## Aim
The lines to extract begin at the line that contains "target: gray sectional sofa" and run through the last line of the listing; reproduce them exactly, minus any pictures.

━━━━━━━━━━

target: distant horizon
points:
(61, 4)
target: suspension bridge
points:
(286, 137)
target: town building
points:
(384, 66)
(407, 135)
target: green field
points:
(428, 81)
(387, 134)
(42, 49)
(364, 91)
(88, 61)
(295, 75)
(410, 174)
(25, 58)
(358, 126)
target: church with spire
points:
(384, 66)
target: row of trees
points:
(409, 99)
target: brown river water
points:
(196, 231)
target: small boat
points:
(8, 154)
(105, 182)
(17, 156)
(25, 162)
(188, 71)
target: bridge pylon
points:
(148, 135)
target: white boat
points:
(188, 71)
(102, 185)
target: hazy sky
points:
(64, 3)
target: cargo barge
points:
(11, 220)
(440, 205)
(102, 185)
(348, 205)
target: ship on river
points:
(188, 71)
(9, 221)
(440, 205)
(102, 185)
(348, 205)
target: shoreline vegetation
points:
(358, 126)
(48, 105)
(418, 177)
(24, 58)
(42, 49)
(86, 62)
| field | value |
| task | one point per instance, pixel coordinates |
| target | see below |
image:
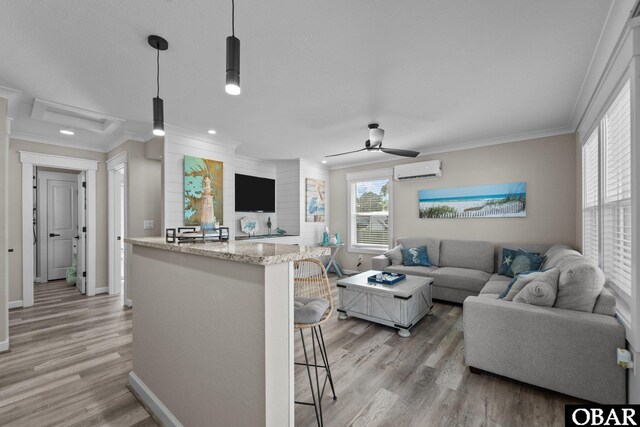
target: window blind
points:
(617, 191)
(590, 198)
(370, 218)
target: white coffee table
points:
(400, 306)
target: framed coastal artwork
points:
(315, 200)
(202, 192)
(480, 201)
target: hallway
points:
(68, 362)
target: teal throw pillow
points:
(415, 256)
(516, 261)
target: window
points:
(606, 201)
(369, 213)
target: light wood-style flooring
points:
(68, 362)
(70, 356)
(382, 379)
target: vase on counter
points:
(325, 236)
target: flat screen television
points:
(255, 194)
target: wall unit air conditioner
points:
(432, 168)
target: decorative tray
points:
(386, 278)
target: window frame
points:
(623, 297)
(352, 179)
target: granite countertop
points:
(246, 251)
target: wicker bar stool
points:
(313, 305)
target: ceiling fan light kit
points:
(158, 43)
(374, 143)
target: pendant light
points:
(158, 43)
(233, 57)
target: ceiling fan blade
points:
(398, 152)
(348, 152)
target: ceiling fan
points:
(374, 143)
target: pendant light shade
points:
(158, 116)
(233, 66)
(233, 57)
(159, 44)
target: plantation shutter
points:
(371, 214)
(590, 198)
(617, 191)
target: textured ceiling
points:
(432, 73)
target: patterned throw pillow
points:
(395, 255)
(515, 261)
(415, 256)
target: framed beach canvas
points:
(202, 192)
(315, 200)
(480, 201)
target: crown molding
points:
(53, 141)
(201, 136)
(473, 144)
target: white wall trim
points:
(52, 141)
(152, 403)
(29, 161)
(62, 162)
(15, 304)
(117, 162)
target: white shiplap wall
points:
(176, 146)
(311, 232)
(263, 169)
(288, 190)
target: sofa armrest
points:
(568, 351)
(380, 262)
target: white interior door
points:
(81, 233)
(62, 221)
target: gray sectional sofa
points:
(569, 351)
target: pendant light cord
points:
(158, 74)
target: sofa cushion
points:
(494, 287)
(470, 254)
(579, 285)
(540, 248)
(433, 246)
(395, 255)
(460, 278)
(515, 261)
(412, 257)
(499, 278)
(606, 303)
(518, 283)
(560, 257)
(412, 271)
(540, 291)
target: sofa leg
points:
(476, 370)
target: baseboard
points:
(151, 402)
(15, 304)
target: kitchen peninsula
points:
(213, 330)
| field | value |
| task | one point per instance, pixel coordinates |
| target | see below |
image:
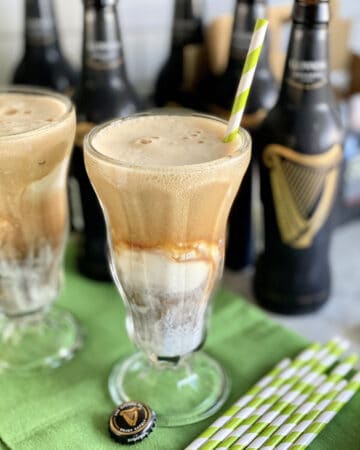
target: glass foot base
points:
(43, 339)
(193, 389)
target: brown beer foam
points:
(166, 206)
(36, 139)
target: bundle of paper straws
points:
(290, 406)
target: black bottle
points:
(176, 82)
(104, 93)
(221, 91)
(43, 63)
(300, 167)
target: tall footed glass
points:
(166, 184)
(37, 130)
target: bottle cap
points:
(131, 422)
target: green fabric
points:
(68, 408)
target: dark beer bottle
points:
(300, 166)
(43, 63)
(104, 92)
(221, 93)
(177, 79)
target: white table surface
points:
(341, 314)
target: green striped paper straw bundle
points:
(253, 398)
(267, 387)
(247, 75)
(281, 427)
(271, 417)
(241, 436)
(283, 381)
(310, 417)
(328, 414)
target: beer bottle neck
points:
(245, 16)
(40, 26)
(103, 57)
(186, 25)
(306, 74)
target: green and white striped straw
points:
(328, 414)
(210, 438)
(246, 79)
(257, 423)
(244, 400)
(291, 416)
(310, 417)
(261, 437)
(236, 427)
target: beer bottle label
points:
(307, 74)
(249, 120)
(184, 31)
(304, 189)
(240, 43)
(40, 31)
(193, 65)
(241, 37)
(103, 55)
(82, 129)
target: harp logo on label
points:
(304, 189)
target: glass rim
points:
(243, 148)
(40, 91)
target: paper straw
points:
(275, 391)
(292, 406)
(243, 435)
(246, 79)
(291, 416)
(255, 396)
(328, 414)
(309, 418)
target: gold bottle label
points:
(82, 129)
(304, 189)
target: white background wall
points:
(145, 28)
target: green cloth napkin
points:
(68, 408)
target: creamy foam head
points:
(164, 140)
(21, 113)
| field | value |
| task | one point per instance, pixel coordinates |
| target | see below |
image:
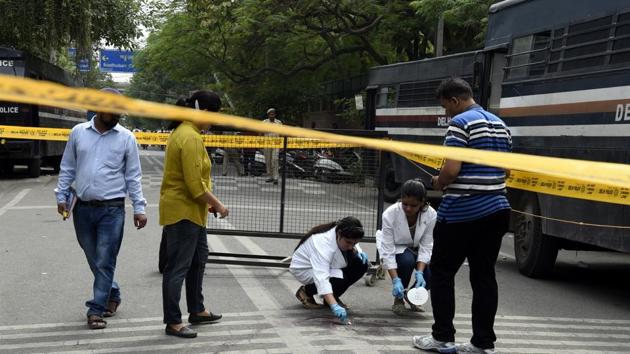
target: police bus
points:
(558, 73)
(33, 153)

━━━━━━━━━━

## Response
target: gray sectional sofa
points:
(569, 351)
target: pendant light cord
points:
(158, 74)
target: sofa cushion
points:
(494, 287)
(470, 254)
(579, 285)
(540, 248)
(433, 246)
(395, 255)
(460, 278)
(515, 261)
(412, 257)
(499, 278)
(606, 303)
(518, 283)
(560, 257)
(412, 271)
(540, 291)
target: sofa leg
points:
(476, 370)
target: baseboard
points:
(151, 402)
(15, 304)
target: kitchen peninsula
points:
(213, 330)
| field | value |
| task | one point per instance, pixel coordinates |
| target | see below |
image:
target: glass foot base
points:
(43, 339)
(193, 389)
target: brown beer foam
points:
(166, 206)
(36, 139)
target: bundle of paper straws
points:
(290, 406)
target: black bottle
points:
(176, 82)
(104, 93)
(221, 91)
(43, 63)
(300, 167)
target: tall footed glass
points:
(166, 184)
(37, 130)
target: bottle cap
points:
(131, 422)
target: green fabric
points:
(68, 408)
target: dark beer bottle
points:
(300, 166)
(43, 63)
(104, 92)
(221, 93)
(177, 79)
target: white table surface
points:
(341, 314)
target: green striped paper straw bundle
points:
(253, 398)
(267, 387)
(247, 75)
(281, 427)
(271, 417)
(241, 436)
(283, 381)
(310, 417)
(328, 414)
target: beer bottle neck
points:
(245, 16)
(40, 26)
(103, 57)
(186, 25)
(306, 74)
target: green and white striped straw
points:
(328, 414)
(210, 438)
(246, 79)
(257, 423)
(244, 400)
(291, 416)
(310, 417)
(261, 437)
(236, 427)
target: beer bottle label
points:
(307, 74)
(249, 120)
(184, 31)
(304, 189)
(240, 43)
(40, 31)
(193, 65)
(241, 37)
(103, 55)
(82, 129)
target: harp logo on label
points:
(304, 189)
target: glass rim
points:
(243, 148)
(40, 91)
target: paper straw
points:
(275, 391)
(292, 406)
(243, 435)
(246, 79)
(291, 416)
(255, 396)
(328, 414)
(309, 418)
target: gold bottle label
points:
(82, 129)
(304, 189)
target: white background wall
points:
(145, 28)
target: green cloth napkin
points:
(68, 408)
target: creamy foam head
points:
(164, 140)
(21, 113)
| field | value |
| task | one point per instance, pixel coordinates |
| target | see below |
image:
target: police bus
points:
(558, 73)
(33, 153)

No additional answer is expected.